### Petunjuk Tugas
A - Jawab pertanyaan berikut berdasarkan teks tentang hutan Kapuas Hulu:
(i) Kapuas Hulu disebut sebagai kabupaten apa?
(ii) Warga yang memberi keterangan berasal dari mana?
(iii) Ke mana kayu dari hutan itu kebanyakan dibawa dan dijual?
B - Hitung baris dalam entri yang memuat kata "green", dengan huruf besar dan kecil dibedakan. Tulis angkanya saja.

### Kutipan Pilihan
* * * * * * *

JURNALIS.co.id – Kapuas Hulu merupakan Kabupaten konservasi, yakni sebagai wilayah administratif yang menyelenggarakan pembangunan berlandaskan pemanfaatan berkelanjutan, perlindungan sistem penyangga kehidupan dan pengawetan keanekaragaman hayati, untuk menjamin kesejahteraan dan hutan lestari.
Namun, status sebagai Kabupaten Konservasi tersebut berbanding terbalik dengan fakta sesungguhnya yang terjadi di lapangan, di mana hutan yang seharusnya dimanfaatkan dan dijaga dengan baik oleh seluruh stakeholder, malah dibabat tanpa melihat azas manfaatnya bagi masyarakat setempat.
Sebagaimana disampaikan warga Putussibau, Kabupaten Kapuas Hulu yang enggan disebutkan namanya, ia mengaku sangat prihatin atas aktivitas pembabatan kayu secara besar-besaran yang terjadi di hutan Kapuas Hulu pada umumnya.
“Jujur bahwa saya sangat menyayangkan dan prihatin atas adanya aktivitas pembalakan liar di hutan Kapuas Hulu ini. Mulai dari kayu besar bahkan sampai kayu kecil pun dibabat juga. Bagaimana nasib anak cucu kita nanti kalau hutan habis dibabat,” katanya baru-baru ini.
Ia mengatakan, kayu yang diambil dari hutan tersebut kebanyakan dibawa dan dijual ke luar daerah, seperti ke Pontianak bahkan kabarnya hingga ke Pulau Jawa.

* * * * * * *

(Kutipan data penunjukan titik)
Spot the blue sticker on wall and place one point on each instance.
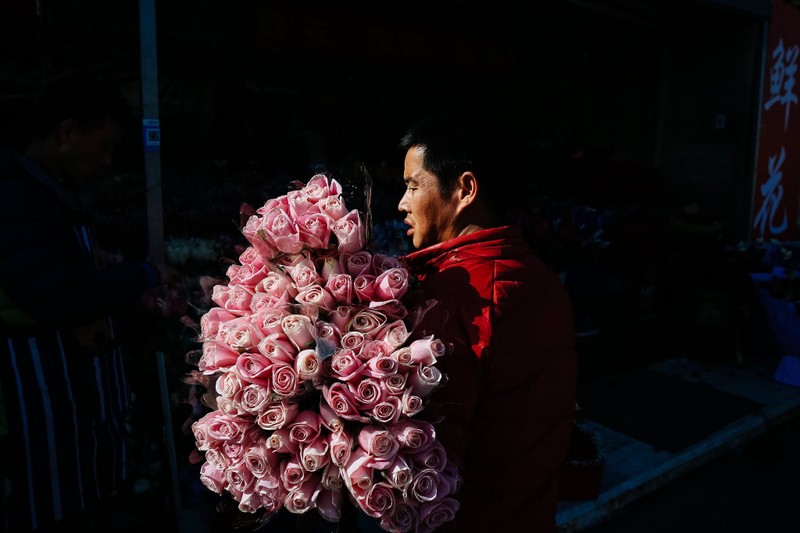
(151, 134)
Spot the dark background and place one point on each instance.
(640, 120)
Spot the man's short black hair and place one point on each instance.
(87, 100)
(456, 140)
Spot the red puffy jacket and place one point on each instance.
(509, 401)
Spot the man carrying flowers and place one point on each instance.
(506, 412)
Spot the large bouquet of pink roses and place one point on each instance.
(313, 377)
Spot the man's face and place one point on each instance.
(430, 215)
(86, 154)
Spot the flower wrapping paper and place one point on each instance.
(313, 382)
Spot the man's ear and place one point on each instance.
(467, 189)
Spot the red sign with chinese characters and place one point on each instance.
(775, 192)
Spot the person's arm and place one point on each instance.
(43, 275)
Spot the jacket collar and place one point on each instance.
(492, 242)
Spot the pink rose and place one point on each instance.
(250, 256)
(277, 414)
(341, 287)
(303, 272)
(210, 321)
(276, 284)
(316, 295)
(332, 207)
(307, 365)
(305, 427)
(202, 440)
(212, 478)
(367, 321)
(358, 473)
(403, 518)
(340, 446)
(249, 502)
(332, 477)
(299, 203)
(394, 384)
(216, 356)
(382, 262)
(270, 320)
(285, 381)
(260, 241)
(301, 499)
(300, 330)
(222, 427)
(367, 393)
(399, 473)
(218, 460)
(374, 348)
(282, 230)
(248, 275)
(387, 411)
(380, 444)
(320, 187)
(379, 500)
(364, 288)
(238, 299)
(292, 472)
(394, 309)
(261, 460)
(279, 442)
(243, 337)
(341, 316)
(427, 350)
(354, 341)
(394, 334)
(424, 379)
(411, 404)
(229, 385)
(253, 398)
(346, 365)
(356, 263)
(279, 202)
(230, 407)
(342, 402)
(254, 367)
(329, 418)
(314, 230)
(328, 338)
(413, 434)
(432, 456)
(314, 455)
(239, 477)
(425, 485)
(350, 232)
(277, 348)
(381, 366)
(391, 284)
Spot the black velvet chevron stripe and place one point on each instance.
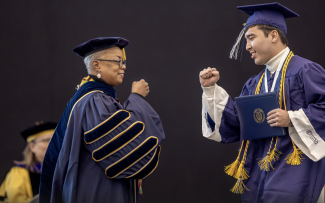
(118, 142)
(110, 123)
(150, 167)
(128, 161)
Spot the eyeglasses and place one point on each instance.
(120, 62)
(43, 140)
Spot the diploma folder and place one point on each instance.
(252, 113)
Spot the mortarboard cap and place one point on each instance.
(273, 14)
(99, 44)
(37, 130)
(269, 14)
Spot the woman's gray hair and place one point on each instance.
(89, 59)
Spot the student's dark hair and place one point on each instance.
(268, 28)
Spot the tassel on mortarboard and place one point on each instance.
(124, 55)
(236, 47)
(140, 187)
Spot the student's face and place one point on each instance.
(39, 146)
(112, 72)
(258, 45)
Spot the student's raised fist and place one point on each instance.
(140, 87)
(209, 77)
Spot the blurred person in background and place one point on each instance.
(21, 183)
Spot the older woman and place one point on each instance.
(22, 181)
(101, 149)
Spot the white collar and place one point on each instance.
(273, 63)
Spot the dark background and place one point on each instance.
(171, 41)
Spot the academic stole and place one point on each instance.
(237, 169)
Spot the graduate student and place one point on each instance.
(101, 149)
(289, 168)
(21, 183)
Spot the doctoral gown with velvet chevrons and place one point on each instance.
(100, 148)
(305, 102)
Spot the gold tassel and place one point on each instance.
(242, 172)
(295, 158)
(233, 168)
(241, 175)
(124, 55)
(265, 163)
(275, 154)
(239, 187)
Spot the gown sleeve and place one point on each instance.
(123, 140)
(17, 186)
(308, 132)
(220, 120)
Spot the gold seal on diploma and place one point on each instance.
(259, 115)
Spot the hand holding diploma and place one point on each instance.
(278, 118)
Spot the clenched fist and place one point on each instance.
(209, 77)
(140, 87)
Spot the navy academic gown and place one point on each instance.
(100, 148)
(305, 102)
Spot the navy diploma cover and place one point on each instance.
(252, 113)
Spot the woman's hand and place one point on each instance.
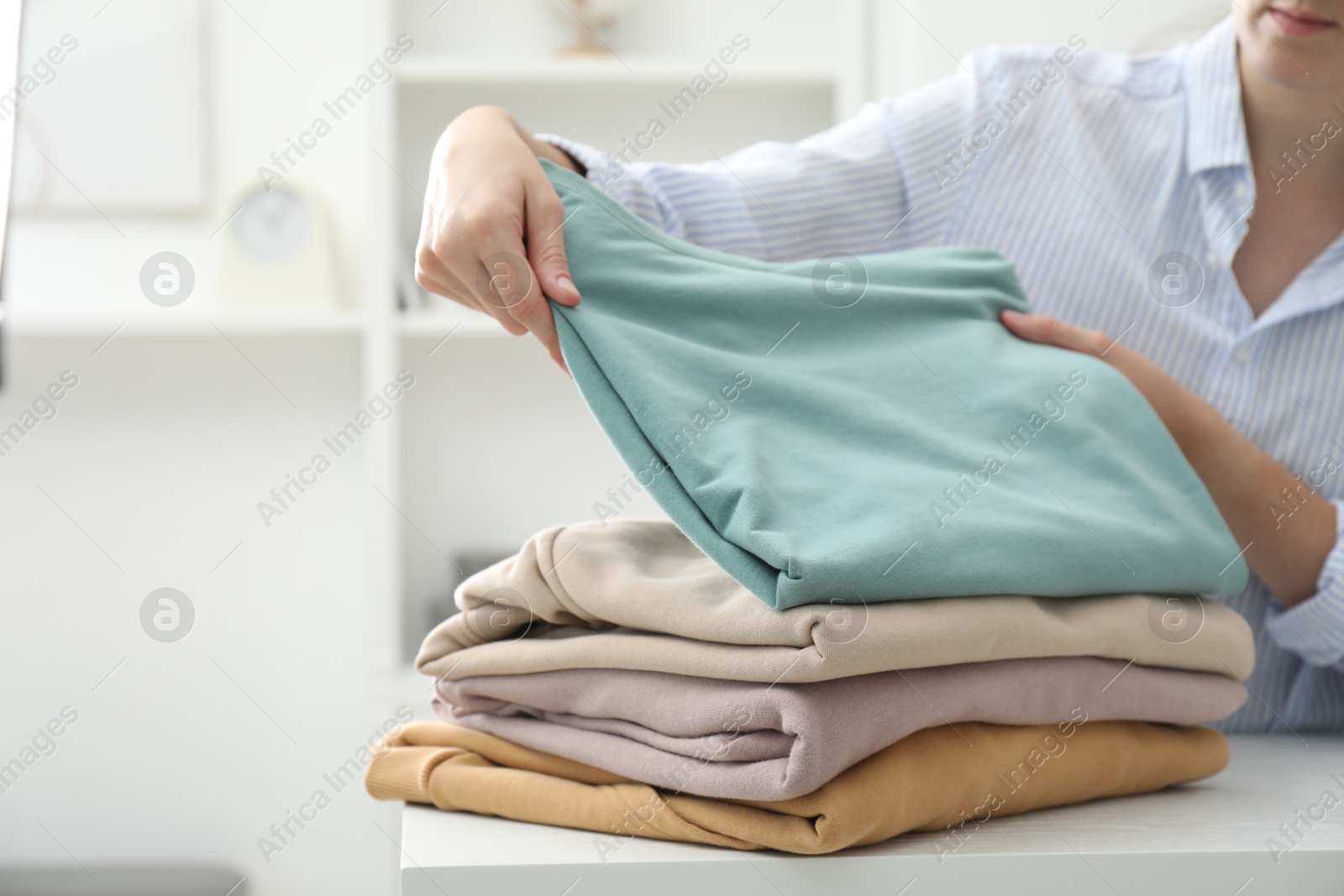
(1247, 484)
(492, 230)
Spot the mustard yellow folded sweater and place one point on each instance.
(940, 777)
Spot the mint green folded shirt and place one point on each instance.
(864, 429)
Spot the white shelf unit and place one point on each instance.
(468, 486)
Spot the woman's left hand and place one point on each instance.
(1247, 484)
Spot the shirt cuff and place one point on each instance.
(1315, 627)
(598, 165)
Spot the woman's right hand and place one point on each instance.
(492, 230)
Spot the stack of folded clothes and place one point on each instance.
(615, 679)
(914, 566)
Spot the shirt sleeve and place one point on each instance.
(879, 181)
(1315, 627)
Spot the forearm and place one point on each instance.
(1289, 528)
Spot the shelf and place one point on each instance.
(605, 70)
(102, 325)
(430, 325)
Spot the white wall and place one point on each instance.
(192, 750)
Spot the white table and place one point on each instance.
(1202, 840)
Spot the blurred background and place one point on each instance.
(208, 259)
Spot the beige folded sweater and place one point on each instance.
(929, 781)
(636, 594)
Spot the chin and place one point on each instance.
(1285, 55)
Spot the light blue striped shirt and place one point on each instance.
(1090, 172)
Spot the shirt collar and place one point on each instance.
(1215, 130)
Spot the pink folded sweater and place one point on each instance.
(753, 741)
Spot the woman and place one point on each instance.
(1179, 215)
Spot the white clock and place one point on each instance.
(279, 251)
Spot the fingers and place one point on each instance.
(508, 286)
(1052, 331)
(433, 275)
(546, 242)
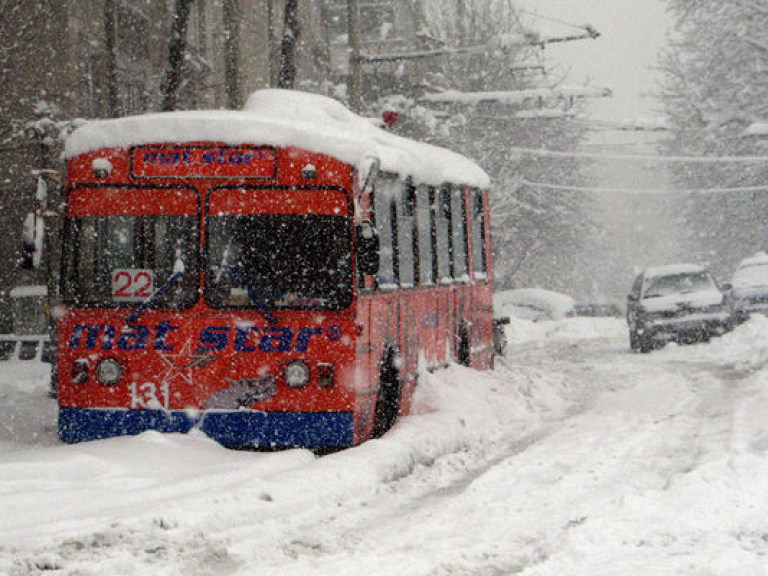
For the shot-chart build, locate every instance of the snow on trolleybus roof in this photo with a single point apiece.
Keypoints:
(285, 118)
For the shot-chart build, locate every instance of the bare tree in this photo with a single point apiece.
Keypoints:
(291, 30)
(231, 10)
(176, 49)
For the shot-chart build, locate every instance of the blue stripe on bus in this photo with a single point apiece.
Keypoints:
(239, 429)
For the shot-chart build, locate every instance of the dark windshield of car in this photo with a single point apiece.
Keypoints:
(684, 283)
(279, 261)
(121, 260)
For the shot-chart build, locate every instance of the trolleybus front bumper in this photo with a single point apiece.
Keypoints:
(234, 429)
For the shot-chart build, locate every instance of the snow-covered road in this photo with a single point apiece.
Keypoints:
(573, 457)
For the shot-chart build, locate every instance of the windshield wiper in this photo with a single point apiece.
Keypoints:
(178, 272)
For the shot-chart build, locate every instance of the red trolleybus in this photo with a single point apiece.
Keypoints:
(277, 276)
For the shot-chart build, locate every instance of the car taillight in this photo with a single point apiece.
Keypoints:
(80, 371)
(325, 374)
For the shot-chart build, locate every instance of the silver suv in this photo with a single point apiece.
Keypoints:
(680, 303)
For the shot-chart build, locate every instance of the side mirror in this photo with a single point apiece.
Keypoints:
(367, 247)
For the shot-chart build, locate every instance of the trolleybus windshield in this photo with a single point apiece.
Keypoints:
(279, 249)
(121, 246)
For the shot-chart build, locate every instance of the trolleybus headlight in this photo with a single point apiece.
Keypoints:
(109, 371)
(296, 374)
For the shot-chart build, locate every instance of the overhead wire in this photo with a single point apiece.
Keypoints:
(644, 191)
(644, 157)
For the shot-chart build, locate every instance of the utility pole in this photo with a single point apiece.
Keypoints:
(273, 46)
(354, 82)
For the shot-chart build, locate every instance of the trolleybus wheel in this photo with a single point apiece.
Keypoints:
(388, 401)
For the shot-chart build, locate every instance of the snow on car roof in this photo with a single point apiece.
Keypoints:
(673, 269)
(759, 259)
(285, 118)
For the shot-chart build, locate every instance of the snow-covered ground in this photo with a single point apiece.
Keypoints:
(573, 457)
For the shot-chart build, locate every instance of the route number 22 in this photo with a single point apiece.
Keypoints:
(132, 284)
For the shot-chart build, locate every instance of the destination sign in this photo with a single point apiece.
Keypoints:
(217, 162)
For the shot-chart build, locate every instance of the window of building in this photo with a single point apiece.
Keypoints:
(385, 192)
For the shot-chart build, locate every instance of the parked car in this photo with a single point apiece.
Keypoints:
(749, 288)
(534, 304)
(598, 309)
(681, 303)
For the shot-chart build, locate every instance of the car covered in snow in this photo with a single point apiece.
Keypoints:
(534, 304)
(680, 303)
(749, 287)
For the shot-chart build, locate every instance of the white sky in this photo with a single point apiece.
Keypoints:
(623, 58)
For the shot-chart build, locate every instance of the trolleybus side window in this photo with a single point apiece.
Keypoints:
(479, 258)
(459, 234)
(443, 249)
(406, 248)
(385, 190)
(424, 227)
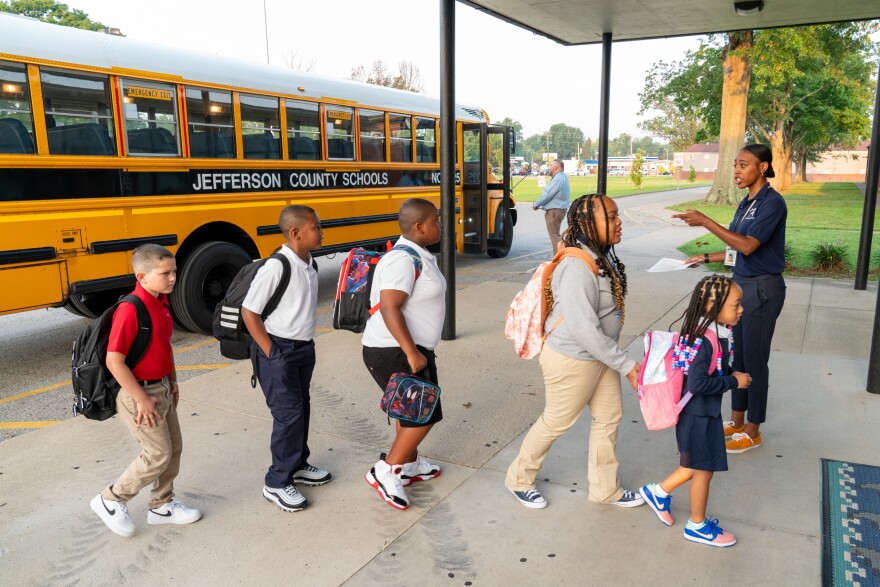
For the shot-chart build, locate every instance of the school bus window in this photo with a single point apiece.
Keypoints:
(372, 135)
(400, 128)
(260, 127)
(16, 119)
(79, 113)
(303, 130)
(211, 123)
(340, 132)
(150, 114)
(426, 140)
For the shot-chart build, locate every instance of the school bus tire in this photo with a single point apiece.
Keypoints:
(202, 282)
(68, 305)
(498, 253)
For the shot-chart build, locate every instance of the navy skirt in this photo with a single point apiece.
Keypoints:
(701, 442)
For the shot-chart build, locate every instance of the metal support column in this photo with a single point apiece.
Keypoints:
(447, 160)
(872, 175)
(871, 179)
(604, 106)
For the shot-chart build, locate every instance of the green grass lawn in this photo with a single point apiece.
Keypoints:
(817, 213)
(527, 190)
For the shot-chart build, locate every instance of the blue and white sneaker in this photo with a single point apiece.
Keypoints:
(531, 498)
(709, 532)
(660, 505)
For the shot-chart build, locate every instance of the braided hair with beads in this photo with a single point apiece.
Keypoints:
(712, 288)
(583, 219)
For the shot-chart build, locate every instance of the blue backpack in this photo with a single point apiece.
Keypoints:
(351, 309)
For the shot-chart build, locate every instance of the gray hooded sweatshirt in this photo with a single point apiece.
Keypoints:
(591, 325)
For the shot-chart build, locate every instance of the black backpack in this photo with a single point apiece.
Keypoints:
(229, 327)
(94, 388)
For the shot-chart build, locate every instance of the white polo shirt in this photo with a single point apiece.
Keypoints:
(424, 309)
(296, 316)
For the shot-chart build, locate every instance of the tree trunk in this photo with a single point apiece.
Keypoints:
(781, 158)
(734, 102)
(802, 169)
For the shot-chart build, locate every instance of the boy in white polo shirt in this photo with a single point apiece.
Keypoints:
(401, 337)
(285, 355)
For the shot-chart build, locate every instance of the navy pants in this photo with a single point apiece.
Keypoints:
(763, 297)
(285, 376)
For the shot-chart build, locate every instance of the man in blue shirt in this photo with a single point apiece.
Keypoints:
(555, 201)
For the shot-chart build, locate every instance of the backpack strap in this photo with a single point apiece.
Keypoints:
(563, 252)
(145, 331)
(417, 266)
(273, 302)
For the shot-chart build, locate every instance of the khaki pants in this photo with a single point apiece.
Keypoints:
(570, 385)
(161, 446)
(553, 218)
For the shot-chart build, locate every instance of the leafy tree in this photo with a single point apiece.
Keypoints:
(564, 140)
(800, 72)
(809, 88)
(407, 77)
(635, 169)
(517, 131)
(533, 147)
(53, 12)
(620, 145)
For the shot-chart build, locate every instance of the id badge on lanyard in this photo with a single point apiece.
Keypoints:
(730, 253)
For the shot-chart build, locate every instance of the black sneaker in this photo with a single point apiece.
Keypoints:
(287, 498)
(312, 476)
(629, 500)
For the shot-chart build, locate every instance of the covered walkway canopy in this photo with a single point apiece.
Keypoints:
(584, 22)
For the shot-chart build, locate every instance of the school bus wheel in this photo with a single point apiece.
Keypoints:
(202, 282)
(500, 252)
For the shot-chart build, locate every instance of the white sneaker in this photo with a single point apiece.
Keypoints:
(173, 512)
(287, 498)
(418, 470)
(114, 514)
(386, 480)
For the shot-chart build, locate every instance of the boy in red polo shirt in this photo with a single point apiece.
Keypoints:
(147, 400)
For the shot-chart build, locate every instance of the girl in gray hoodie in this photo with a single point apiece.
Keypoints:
(581, 359)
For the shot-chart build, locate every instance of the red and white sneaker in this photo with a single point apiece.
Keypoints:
(385, 479)
(418, 470)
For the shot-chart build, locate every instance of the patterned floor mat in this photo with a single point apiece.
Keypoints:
(850, 524)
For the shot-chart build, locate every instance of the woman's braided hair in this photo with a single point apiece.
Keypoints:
(712, 288)
(582, 230)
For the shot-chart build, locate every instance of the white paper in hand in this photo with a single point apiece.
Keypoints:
(666, 264)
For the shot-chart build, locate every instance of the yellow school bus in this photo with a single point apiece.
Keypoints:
(107, 143)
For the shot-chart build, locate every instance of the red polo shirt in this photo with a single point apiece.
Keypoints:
(157, 361)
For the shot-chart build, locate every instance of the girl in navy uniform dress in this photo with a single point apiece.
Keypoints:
(714, 308)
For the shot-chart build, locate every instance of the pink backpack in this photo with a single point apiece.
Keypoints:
(660, 383)
(528, 311)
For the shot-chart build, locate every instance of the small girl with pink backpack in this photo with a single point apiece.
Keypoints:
(703, 351)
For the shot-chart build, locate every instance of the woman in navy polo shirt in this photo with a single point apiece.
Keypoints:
(756, 253)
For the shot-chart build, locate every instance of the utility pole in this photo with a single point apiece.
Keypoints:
(266, 30)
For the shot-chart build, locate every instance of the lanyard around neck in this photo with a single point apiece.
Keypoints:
(749, 209)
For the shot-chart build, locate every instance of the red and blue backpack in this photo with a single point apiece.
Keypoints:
(352, 309)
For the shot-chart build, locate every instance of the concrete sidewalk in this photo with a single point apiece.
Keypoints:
(462, 528)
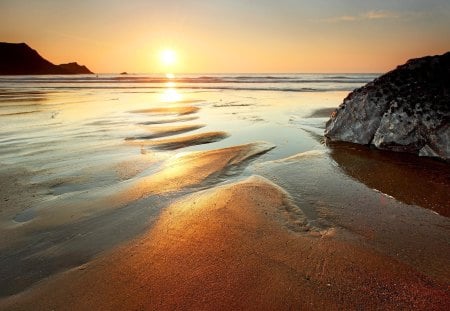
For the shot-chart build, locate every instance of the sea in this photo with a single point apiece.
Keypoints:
(71, 145)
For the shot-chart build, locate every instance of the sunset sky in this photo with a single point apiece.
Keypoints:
(214, 36)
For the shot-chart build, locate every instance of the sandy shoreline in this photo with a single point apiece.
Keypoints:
(226, 221)
(205, 249)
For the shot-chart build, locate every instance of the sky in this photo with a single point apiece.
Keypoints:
(223, 36)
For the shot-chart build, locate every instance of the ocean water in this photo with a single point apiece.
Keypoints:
(54, 120)
(77, 154)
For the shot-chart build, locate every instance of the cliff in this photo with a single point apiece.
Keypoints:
(20, 59)
(405, 110)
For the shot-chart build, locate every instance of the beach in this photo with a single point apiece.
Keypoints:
(210, 192)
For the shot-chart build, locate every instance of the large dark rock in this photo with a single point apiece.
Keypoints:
(406, 110)
(20, 59)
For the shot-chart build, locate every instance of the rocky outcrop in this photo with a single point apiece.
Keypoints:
(20, 59)
(405, 110)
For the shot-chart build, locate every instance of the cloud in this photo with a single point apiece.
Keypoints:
(370, 15)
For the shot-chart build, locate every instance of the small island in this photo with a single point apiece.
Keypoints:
(20, 59)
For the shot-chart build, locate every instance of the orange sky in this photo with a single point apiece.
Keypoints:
(230, 36)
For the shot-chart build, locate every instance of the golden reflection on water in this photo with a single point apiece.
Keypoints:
(170, 94)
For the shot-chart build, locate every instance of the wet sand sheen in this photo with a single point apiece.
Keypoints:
(177, 110)
(182, 141)
(162, 131)
(177, 173)
(207, 247)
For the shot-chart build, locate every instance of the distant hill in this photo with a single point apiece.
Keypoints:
(20, 59)
(75, 68)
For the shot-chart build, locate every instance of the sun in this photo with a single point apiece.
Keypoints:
(168, 57)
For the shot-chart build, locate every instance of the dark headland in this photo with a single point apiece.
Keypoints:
(405, 110)
(20, 59)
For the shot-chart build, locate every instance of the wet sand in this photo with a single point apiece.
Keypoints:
(229, 225)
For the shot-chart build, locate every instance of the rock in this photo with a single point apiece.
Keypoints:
(405, 110)
(20, 59)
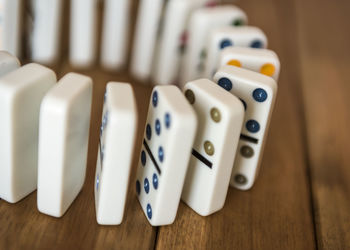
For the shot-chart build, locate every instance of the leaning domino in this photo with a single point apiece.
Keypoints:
(258, 93)
(83, 32)
(202, 22)
(147, 25)
(8, 63)
(63, 143)
(220, 116)
(117, 140)
(115, 33)
(46, 32)
(227, 36)
(263, 61)
(169, 134)
(173, 39)
(21, 93)
(10, 19)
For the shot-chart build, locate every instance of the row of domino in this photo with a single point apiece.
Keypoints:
(188, 150)
(175, 41)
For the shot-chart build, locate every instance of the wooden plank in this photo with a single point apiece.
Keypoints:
(324, 41)
(276, 213)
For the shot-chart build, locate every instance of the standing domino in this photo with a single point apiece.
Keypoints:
(169, 134)
(117, 140)
(83, 32)
(147, 26)
(227, 36)
(63, 143)
(202, 22)
(258, 93)
(10, 19)
(21, 92)
(115, 33)
(263, 61)
(46, 32)
(8, 63)
(220, 118)
(173, 39)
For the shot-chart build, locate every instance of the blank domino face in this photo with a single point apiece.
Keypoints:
(117, 140)
(202, 22)
(148, 20)
(21, 93)
(263, 61)
(63, 143)
(220, 117)
(165, 152)
(115, 33)
(83, 32)
(173, 39)
(46, 32)
(258, 93)
(8, 63)
(223, 37)
(10, 25)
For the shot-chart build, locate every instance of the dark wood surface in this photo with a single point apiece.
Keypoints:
(301, 199)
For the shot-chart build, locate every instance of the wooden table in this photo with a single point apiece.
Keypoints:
(301, 199)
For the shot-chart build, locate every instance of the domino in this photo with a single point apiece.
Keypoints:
(21, 92)
(115, 34)
(8, 63)
(263, 61)
(117, 140)
(83, 33)
(63, 143)
(220, 117)
(201, 23)
(147, 25)
(173, 39)
(228, 36)
(166, 149)
(46, 30)
(258, 94)
(10, 20)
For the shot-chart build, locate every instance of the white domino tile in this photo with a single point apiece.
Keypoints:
(8, 63)
(258, 93)
(63, 143)
(21, 93)
(117, 140)
(263, 61)
(170, 130)
(220, 116)
(228, 36)
(201, 23)
(10, 22)
(115, 33)
(46, 36)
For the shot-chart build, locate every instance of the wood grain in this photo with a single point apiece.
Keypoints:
(324, 41)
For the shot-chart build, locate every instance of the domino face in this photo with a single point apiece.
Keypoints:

* * * * * * *

### Hasil Latihan
A -
(i) Kabupaten konservasi.
(ii) Putussibau, Kabupaten Kapuas Hulu.
(iii) Ke luar daerah, seperti ke Pontianak, bahkan kabarnya hingga ke Pulau Jawa.

B - 2